**Problem:** Reproduce every record below line for line, changing nothing.

**Extracted material:**
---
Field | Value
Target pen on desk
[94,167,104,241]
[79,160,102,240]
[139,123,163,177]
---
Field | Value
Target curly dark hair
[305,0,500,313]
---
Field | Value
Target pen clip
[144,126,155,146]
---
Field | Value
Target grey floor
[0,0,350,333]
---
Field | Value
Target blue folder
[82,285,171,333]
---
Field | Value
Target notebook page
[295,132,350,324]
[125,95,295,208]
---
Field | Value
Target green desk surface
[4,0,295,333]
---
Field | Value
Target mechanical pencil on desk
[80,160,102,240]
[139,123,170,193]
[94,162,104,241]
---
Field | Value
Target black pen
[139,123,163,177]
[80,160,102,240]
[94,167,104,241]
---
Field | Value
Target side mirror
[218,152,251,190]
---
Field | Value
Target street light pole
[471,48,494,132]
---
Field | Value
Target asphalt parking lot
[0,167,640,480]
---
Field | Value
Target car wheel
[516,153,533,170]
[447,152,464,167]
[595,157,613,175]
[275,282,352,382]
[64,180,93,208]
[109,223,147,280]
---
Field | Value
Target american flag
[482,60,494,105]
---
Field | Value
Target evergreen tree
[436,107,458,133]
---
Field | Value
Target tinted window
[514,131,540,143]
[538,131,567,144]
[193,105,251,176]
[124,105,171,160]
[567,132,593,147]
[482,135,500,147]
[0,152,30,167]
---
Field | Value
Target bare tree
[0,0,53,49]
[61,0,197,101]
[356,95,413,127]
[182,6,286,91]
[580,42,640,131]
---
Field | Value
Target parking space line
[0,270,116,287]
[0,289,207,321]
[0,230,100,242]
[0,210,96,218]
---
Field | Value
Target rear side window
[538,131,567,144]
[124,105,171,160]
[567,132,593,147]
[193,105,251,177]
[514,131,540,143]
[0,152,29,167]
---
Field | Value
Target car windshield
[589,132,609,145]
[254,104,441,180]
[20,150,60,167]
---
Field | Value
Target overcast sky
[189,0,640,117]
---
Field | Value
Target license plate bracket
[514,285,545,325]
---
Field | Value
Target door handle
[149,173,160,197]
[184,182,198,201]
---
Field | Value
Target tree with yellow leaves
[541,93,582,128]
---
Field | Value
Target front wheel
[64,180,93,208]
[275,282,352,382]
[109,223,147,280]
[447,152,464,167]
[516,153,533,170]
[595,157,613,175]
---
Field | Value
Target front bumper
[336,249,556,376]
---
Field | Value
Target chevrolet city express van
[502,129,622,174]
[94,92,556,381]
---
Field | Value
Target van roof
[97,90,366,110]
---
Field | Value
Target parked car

**Complete output:**
---
Field | Value
Target pen on desk
[94,167,104,241]
[79,160,102,240]
[139,123,163,177]
---
Field | Value
Target curly dark hair
[305,0,500,313]
---
Field | Value
Target pen clip
[144,126,155,146]
---
Field | Value
Target grey floor
[0,0,350,333]
---
Field | Value
Target blue folder
[82,285,171,333]
---
Field | Value
Target notebook page
[295,132,350,324]
[125,95,295,208]
---
Field | Value
Target green desk surface
[4,0,295,333]
---
Field | Value
Target mechanical pencil on desk
[80,160,102,240]
[139,123,170,193]
[94,162,104,241]
---
Field | Value
Target black pen
[139,123,163,177]
[80,160,102,240]
[94,167,104,241]
---
Field | Value
Target side mirror
[218,152,251,190]
---
Field | Value
Target street light pole
[471,48,494,132]
---
Field | Value
Target asphalt parking lot
[0,167,640,480]
---
Field | Value
Target car wheel
[516,153,533,170]
[447,152,464,167]
[595,157,613,175]
[275,282,352,382]
[64,180,93,208]
[109,223,147,280]
---
Field | Value
Target american flag
[482,60,494,105]
---
Field | Value
Target evergreen tree
[436,107,458,133]
---
Field | Value
Target tinted window
[514,131,540,143]
[538,131,567,144]
[193,105,251,176]
[124,105,171,160]
[567,132,593,147]
[482,135,500,147]
[0,152,30,167]
---
Field | Value
Target bare tree
[0,0,53,49]
[61,0,197,101]
[356,95,413,127]
[182,6,286,91]
[580,42,640,131]
---
Field | Value
Target parking space line
[0,270,116,287]
[0,289,207,321]
[0,230,100,242]
[0,210,96,218]
---
Field | Value
Target rear side window
[538,131,567,144]
[124,105,171,160]
[567,132,593,147]
[193,105,251,177]
[514,131,540,143]
[0,152,29,167]
---
Field | Value
Target car windshield
[589,132,609,145]
[254,104,441,180]
[20,150,60,167]
---
Field | Value
Target overcast sky
[189,0,640,117]
---
Field | Value
Target license plate bracket
[514,285,545,325]
---
Field | Value
Target door handle
[149,173,160,197]
[184,182,198,201]
---
Field | Value
Target tree with yellow leaves
[541,93,582,128]
---
Field | Value
Target front wheel
[64,180,93,208]
[275,282,352,382]
[109,223,147,280]
[447,152,464,167]
[516,153,533,170]
[595,157,613,175]
---
Field | Value
Target front bumper
[336,249,556,376]
---
Field | Value
Target chevrolet city express van
[502,129,622,174]
[94,92,556,381]
---
Field | Value
Target van roof
[97,90,366,110]
---
Field | Value
Target parked car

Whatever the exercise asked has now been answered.